### Task prompt
Reading the records beneath this task, work out how many lines contain the word "dirt" and reply with only that number.

━━━ Records provided ━━━

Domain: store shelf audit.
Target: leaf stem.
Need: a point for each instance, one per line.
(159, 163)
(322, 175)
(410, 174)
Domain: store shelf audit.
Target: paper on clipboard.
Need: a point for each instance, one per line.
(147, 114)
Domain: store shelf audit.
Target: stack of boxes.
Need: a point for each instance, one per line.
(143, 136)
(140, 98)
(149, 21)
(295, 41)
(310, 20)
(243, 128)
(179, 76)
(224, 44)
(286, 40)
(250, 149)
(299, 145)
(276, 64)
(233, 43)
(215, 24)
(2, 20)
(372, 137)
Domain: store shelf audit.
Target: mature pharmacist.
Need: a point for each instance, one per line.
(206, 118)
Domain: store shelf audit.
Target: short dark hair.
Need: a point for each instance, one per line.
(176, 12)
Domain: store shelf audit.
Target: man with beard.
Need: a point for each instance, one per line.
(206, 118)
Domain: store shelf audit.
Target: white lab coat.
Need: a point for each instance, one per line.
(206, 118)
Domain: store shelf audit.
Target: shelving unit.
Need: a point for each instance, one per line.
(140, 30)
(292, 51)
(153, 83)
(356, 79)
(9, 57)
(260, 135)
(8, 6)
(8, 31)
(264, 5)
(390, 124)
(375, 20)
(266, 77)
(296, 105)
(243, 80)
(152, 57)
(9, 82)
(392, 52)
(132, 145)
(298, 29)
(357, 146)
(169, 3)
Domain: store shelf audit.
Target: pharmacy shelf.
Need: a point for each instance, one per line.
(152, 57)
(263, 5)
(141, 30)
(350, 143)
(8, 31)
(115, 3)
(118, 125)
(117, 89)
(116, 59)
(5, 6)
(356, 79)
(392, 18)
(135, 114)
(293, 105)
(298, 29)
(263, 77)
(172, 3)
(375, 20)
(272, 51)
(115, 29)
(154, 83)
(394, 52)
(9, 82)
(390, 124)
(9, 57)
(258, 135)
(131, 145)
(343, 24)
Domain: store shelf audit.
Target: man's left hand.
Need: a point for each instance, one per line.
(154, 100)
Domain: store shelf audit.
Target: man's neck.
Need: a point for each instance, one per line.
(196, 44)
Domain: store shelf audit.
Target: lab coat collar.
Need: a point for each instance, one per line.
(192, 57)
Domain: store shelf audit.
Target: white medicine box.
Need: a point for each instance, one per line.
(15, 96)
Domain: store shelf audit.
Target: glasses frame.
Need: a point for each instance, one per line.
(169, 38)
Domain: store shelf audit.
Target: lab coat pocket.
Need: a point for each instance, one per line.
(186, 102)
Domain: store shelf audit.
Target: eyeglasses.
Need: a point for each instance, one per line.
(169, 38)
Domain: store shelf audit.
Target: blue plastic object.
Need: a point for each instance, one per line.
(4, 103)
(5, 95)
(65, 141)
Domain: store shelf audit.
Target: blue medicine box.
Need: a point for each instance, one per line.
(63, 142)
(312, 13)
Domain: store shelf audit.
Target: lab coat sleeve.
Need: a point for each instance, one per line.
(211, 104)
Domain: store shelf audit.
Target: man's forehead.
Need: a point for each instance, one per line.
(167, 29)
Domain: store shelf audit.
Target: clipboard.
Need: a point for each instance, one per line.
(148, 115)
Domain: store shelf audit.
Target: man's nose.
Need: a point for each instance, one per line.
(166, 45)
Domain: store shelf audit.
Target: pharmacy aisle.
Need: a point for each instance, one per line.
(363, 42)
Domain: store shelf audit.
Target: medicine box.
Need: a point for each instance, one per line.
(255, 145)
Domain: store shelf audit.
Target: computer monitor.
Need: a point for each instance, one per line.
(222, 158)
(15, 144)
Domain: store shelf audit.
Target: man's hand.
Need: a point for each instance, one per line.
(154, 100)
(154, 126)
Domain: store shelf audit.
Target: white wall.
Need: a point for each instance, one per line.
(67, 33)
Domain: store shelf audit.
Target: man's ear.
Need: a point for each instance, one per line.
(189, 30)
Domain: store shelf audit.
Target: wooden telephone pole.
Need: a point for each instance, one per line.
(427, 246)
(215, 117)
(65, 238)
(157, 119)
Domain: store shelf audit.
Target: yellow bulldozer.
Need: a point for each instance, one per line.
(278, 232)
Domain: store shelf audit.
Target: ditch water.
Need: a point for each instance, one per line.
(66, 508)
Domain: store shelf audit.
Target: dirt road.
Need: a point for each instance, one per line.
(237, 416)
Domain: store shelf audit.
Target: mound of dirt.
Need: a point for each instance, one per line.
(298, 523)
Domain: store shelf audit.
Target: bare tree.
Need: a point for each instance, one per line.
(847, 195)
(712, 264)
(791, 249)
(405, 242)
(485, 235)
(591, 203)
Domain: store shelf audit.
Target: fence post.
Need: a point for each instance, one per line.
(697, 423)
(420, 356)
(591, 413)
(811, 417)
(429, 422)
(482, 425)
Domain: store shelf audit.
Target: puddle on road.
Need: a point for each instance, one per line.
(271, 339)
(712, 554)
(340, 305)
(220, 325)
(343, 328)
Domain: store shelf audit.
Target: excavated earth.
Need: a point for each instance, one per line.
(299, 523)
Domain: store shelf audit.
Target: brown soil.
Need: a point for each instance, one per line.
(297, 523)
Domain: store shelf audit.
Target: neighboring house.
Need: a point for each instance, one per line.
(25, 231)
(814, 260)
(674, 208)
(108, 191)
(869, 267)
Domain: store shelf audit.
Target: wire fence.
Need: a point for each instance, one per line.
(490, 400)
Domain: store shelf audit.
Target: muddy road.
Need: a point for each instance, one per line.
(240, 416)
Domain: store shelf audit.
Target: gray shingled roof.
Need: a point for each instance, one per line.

━━━

### Exercise answer
2